Put every line of the records below into a Markdown table with two columns, Row and Line, giving each line a number and skipping blank lines. Leave the pictures out of the table.

> Data for this task
---

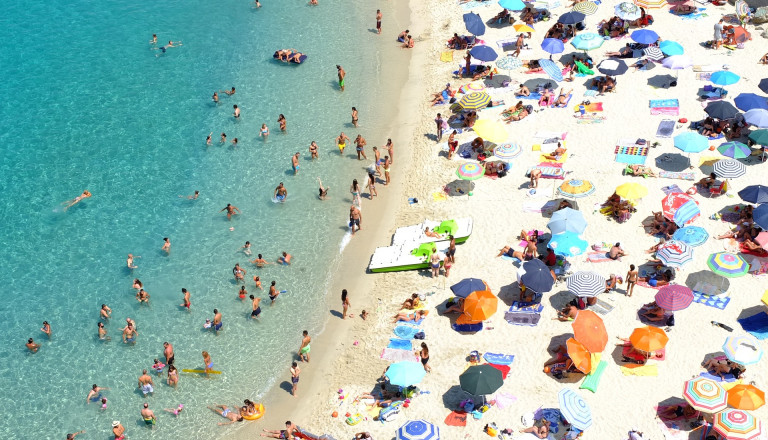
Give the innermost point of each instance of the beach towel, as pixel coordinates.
(666, 128)
(400, 344)
(640, 370)
(395, 355)
(756, 325)
(593, 379)
(681, 175)
(711, 301)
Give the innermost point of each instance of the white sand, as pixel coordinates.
(621, 402)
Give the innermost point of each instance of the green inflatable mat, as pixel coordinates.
(593, 379)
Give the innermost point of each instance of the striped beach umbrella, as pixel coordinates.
(674, 297)
(727, 264)
(574, 409)
(674, 253)
(743, 349)
(587, 284)
(475, 100)
(705, 395)
(737, 424)
(729, 169)
(418, 430)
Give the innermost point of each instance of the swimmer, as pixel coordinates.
(231, 210)
(70, 203)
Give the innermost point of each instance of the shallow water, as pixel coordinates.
(88, 105)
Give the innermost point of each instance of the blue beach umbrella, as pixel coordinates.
(670, 48)
(644, 36)
(483, 53)
(418, 430)
(474, 24)
(749, 101)
(724, 78)
(567, 220)
(691, 235)
(568, 244)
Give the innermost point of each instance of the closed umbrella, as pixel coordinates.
(674, 297)
(537, 276)
(589, 329)
(574, 409)
(585, 284)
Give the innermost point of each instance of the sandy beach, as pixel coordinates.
(347, 354)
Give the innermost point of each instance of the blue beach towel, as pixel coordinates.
(756, 325)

---

> Result of the exercise
| Row | Line |
|---|---|
| 1 | Give the innermost point of each instance of the beach towel, as pixel coordinates. |
| 2 | (666, 128) |
| 3 | (400, 344) |
| 4 | (640, 370) |
| 5 | (395, 355) |
| 6 | (756, 325) |
| 7 | (593, 379) |
| 8 | (681, 175) |
| 9 | (711, 301) |
| 10 | Give the innermost point of each instance of the white sand, as pixel coordinates. |
| 11 | (621, 402) |
| 12 | Give the innermost point of each instance of the green inflatable mat, as pixel coordinates. |
| 13 | (593, 379) |
| 14 | Give the innermost point of each instance of the striped beach umbrella, as pixel coordinates. |
| 15 | (674, 297) |
| 16 | (727, 264) |
| 17 | (574, 409) |
| 18 | (674, 253) |
| 19 | (743, 349) |
| 20 | (587, 284) |
| 21 | (475, 100) |
| 22 | (705, 395) |
| 23 | (737, 424) |
| 24 | (729, 169) |
| 25 | (418, 430) |
| 26 | Give the innermost point of each instance of the swimmer, as pixel coordinates. |
| 27 | (231, 210) |
| 28 | (70, 203) |
| 29 | Give the innermost point of each instance of the shallow water, as pixel coordinates. |
| 30 | (88, 105) |
| 31 | Give the innermost point of each instance of the blue beach umbrella, as pixel coordinates. |
| 32 | (670, 48) |
| 33 | (644, 36) |
| 34 | (483, 53) |
| 35 | (418, 430) |
| 36 | (474, 24) |
| 37 | (749, 101) |
| 38 | (724, 78) |
| 39 | (567, 220) |
| 40 | (691, 235) |
| 41 | (568, 244) |
| 42 | Give the innermost point of each instance of the closed umbrella, as pixel coordinates. |
| 43 | (674, 297) |
| 44 | (537, 276) |
| 45 | (589, 329) |
| 46 | (574, 409) |
| 47 | (585, 284) |
| 48 | Give the innermost point of each instance of the sandy beach, as pixel coordinates. |
| 49 | (347, 354) |
| 50 | Give the innermost point of each instance of the blue beach towel, as pixel coordinates. |
| 51 | (756, 325) |